**EXCERPTED DATA:**
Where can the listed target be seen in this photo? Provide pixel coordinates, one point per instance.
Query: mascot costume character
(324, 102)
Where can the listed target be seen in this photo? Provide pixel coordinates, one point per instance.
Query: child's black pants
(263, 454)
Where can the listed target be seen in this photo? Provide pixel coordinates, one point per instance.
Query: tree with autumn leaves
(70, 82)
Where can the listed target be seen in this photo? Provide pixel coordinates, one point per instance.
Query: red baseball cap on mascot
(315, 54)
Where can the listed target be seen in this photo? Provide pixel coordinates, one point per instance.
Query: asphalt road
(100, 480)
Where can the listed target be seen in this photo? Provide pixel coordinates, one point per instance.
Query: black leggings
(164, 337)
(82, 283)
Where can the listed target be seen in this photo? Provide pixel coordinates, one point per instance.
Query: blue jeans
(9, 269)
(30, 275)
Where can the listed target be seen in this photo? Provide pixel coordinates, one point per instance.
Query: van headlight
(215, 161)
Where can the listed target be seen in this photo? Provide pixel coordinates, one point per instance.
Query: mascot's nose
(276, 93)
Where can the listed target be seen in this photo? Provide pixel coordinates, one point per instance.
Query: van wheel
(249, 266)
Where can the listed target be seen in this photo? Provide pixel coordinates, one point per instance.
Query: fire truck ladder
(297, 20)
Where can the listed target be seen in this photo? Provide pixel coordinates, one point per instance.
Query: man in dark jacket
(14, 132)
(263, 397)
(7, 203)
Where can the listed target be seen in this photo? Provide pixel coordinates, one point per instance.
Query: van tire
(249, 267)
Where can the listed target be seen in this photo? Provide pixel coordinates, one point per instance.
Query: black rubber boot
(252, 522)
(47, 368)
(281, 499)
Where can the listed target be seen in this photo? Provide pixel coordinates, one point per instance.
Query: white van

**PROBLEM DESCRIPTION:** Convert all the rows above into a Markdown table with two columns, Nr for the line number and Line for the text of that line. Skip any blank lines.

**ANSWER TO THIS PROBLEM:**
| Nr | Line |
|---|---|
| 1 | Where can the listed target be seen in this photo? Provide pixel coordinates, one point per instance. |
| 2 | Query: mascot costume character |
| 3 | (324, 102) |
| 4 | Where can the listed target be seen in this photo? Provide pixel coordinates, one point per instance. |
| 5 | Query: child's black pants |
| 6 | (263, 454) |
| 7 | Where can the listed target be seen in this photo? Provide pixel coordinates, one point per instance. |
| 8 | Query: tree with autumn leaves |
| 9 | (70, 82) |
| 10 | Where can the listed target be seen in this photo? Provide pixel coordinates, one point per instance. |
| 11 | Query: red baseball cap on mascot |
| 12 | (315, 54) |
| 13 | Where can the listed target be seen in this photo? Provide pixel coordinates, one point per instance. |
| 14 | Query: asphalt road |
| 15 | (100, 480) |
| 16 | Where can the listed target be seen in this photo? Provide pixel coordinates, one point per instance. |
| 17 | Query: black leggings |
| 18 | (164, 337) |
| 19 | (82, 283) |
| 20 | Where can the listed target be seen in this photo? Provide pixel coordinates, one point per instance. |
| 21 | Query: blue jeans |
| 22 | (9, 269) |
| 23 | (30, 275) |
| 24 | Where can the listed target be seen in this photo? Provide pixel coordinates, one point per instance. |
| 25 | Query: van headlight |
| 26 | (215, 161) |
| 27 | Where can the listed target be seen in this photo? Provide pixel coordinates, one point per instance. |
| 28 | Query: mascot's nose |
| 29 | (276, 93) |
| 30 | Where can the listed target be seen in this photo? Provide pixel coordinates, one point per instance. |
| 31 | Query: van wheel |
| 32 | (249, 266) |
| 33 | Where can the listed target be seen in this photo? Provide pixel coordinates, one point per instance. |
| 34 | Query: fire truck ladder |
| 35 | (297, 20) |
| 36 | Where can the listed target be seen in this photo? Provide pixel coordinates, one point per instance. |
| 37 | Query: man in dark jacket |
| 38 | (14, 132) |
| 39 | (263, 397) |
| 40 | (7, 203) |
| 41 | Where can the listed target be seen in this photo? Provide pixel coordinates, one point per instance. |
| 42 | Query: van tire |
| 43 | (249, 267) |
| 44 | Where can the listed target be seen in this photo? Provide pixel coordinates, one point per instance. |
| 45 | Query: black rubber boot |
| 46 | (252, 522) |
| 47 | (47, 368) |
| 48 | (281, 499) |
| 49 | Where can the listed target be seen in this photo? Provide pixel coordinates, one point per instance. |
| 50 | Query: white van |